WORK TO DO
Reproduce the records below word for word, keeping every line in its original order.

* Begin DATA SECTION *

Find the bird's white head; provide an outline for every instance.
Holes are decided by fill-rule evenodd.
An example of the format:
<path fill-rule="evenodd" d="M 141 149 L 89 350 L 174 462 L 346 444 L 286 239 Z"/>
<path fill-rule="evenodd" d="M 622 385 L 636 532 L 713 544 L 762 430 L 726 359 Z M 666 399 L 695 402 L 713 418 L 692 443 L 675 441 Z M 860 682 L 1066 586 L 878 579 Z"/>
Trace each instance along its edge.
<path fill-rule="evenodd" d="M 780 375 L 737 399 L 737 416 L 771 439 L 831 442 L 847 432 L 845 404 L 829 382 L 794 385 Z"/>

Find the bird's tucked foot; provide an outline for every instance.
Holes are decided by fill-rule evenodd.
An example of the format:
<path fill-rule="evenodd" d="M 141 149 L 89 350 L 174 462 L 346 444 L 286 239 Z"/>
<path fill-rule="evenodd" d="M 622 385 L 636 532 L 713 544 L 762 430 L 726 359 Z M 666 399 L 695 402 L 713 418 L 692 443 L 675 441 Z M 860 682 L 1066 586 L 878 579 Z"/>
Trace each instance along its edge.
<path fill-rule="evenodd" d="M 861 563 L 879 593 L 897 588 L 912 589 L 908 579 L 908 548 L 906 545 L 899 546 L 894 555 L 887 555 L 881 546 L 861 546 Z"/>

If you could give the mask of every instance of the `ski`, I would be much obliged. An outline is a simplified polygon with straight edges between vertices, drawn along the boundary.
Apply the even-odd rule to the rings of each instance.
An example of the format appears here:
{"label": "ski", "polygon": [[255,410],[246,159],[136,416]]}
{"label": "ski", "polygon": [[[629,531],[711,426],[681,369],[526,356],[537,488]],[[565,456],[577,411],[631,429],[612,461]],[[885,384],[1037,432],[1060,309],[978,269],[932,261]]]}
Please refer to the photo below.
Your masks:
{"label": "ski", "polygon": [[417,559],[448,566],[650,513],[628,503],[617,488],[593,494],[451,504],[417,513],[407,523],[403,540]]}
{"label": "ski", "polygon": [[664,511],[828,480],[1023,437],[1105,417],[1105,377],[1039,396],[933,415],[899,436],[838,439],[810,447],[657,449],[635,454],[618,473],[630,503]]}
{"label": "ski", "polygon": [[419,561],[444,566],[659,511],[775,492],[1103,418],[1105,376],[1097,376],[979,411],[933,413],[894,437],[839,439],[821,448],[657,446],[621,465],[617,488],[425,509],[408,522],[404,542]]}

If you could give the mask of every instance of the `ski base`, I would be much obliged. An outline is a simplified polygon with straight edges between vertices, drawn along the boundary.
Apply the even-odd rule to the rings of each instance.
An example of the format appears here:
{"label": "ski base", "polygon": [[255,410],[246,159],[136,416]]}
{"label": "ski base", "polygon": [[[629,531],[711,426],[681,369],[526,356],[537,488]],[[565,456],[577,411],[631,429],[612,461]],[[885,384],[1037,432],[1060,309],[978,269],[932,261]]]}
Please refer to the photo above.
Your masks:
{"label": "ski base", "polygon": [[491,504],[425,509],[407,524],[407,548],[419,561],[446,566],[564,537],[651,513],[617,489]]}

* End DATA SECTION *

TASK OUTPUT
Find the bird's white head; provide an outline for every instance.
Holes are decided by fill-rule evenodd.
An example of the format:
<path fill-rule="evenodd" d="M 141 149 L 89 350 L 174 462 L 346 444 L 286 239 Z"/>
<path fill-rule="evenodd" d="M 622 385 L 636 532 L 713 544 L 762 430 L 726 359 Z M 666 399 L 695 402 L 713 418 L 692 443 L 675 441 Z M 860 682 L 1066 586 L 878 579 Z"/>
Trace each instance along its edge.
<path fill-rule="evenodd" d="M 780 375 L 737 399 L 737 416 L 771 439 L 831 442 L 847 432 L 845 404 L 829 382 L 794 385 Z"/>

Find the bird's tucked foot; provide an outline for every instance.
Holes are decided by fill-rule evenodd.
An example of the format:
<path fill-rule="evenodd" d="M 141 149 L 89 350 L 174 462 L 346 444 L 286 239 Z"/>
<path fill-rule="evenodd" d="M 622 385 L 636 532 L 713 544 L 762 430 L 726 359 Z M 666 399 L 695 402 L 713 418 L 692 443 L 675 441 Z M 860 682 L 1066 586 L 878 579 Z"/>
Trace each instance along its edge.
<path fill-rule="evenodd" d="M 861 563 L 879 593 L 897 588 L 912 589 L 908 579 L 908 548 L 906 545 L 899 546 L 894 555 L 887 555 L 881 546 L 861 546 Z"/>

If you could give the mask of every instance of the `ski`, I would be much obliged. An outline is a simplified polygon with straight edges between vertices, drawn along the boundary.
Apply the even-odd rule to the rings of each instance.
An example of the format appears here:
{"label": "ski", "polygon": [[255,410],[246,159],[136,416]]}
{"label": "ski", "polygon": [[[629,531],[711,426],[681,369],[526,356],[537,488]],[[565,456],[577,411],[631,429],[612,461]],[[885,384],[1037,432],[1060,309],[978,269],[932,261]]]}
Please refer to the photo below.
Your masks:
{"label": "ski", "polygon": [[417,559],[448,566],[650,513],[628,503],[617,488],[593,494],[451,504],[417,513],[407,523],[403,540]]}
{"label": "ski", "polygon": [[664,511],[828,480],[1023,437],[1105,417],[1105,377],[1039,396],[933,415],[899,436],[838,439],[810,447],[657,449],[635,454],[618,473],[630,503]]}
{"label": "ski", "polygon": [[419,561],[444,566],[659,511],[775,492],[1103,418],[1105,376],[1097,376],[979,411],[933,413],[894,437],[839,439],[821,448],[657,446],[621,465],[617,488],[425,509],[408,522],[404,542]]}

If you could give the mask of every instance of the `ski base`, I would be much obliged. An outline is a simplified polygon with straight edges between vertices, drawn along the boundary.
Apply the even-odd rule to the rings of each instance.
An example of the format appears here:
{"label": "ski base", "polygon": [[255,410],[246,159],[136,416]]}
{"label": "ski base", "polygon": [[[629,531],[711,426],[681,369],[526,356],[537,488]],[[565,456],[577,411],[631,429],[612,461]],[[885,384],[1037,432],[1060,309],[978,269],[932,261]]]}
Please refer to the photo above.
Your masks:
{"label": "ski base", "polygon": [[491,504],[425,509],[407,524],[407,548],[419,561],[446,566],[564,537],[651,513],[617,489]]}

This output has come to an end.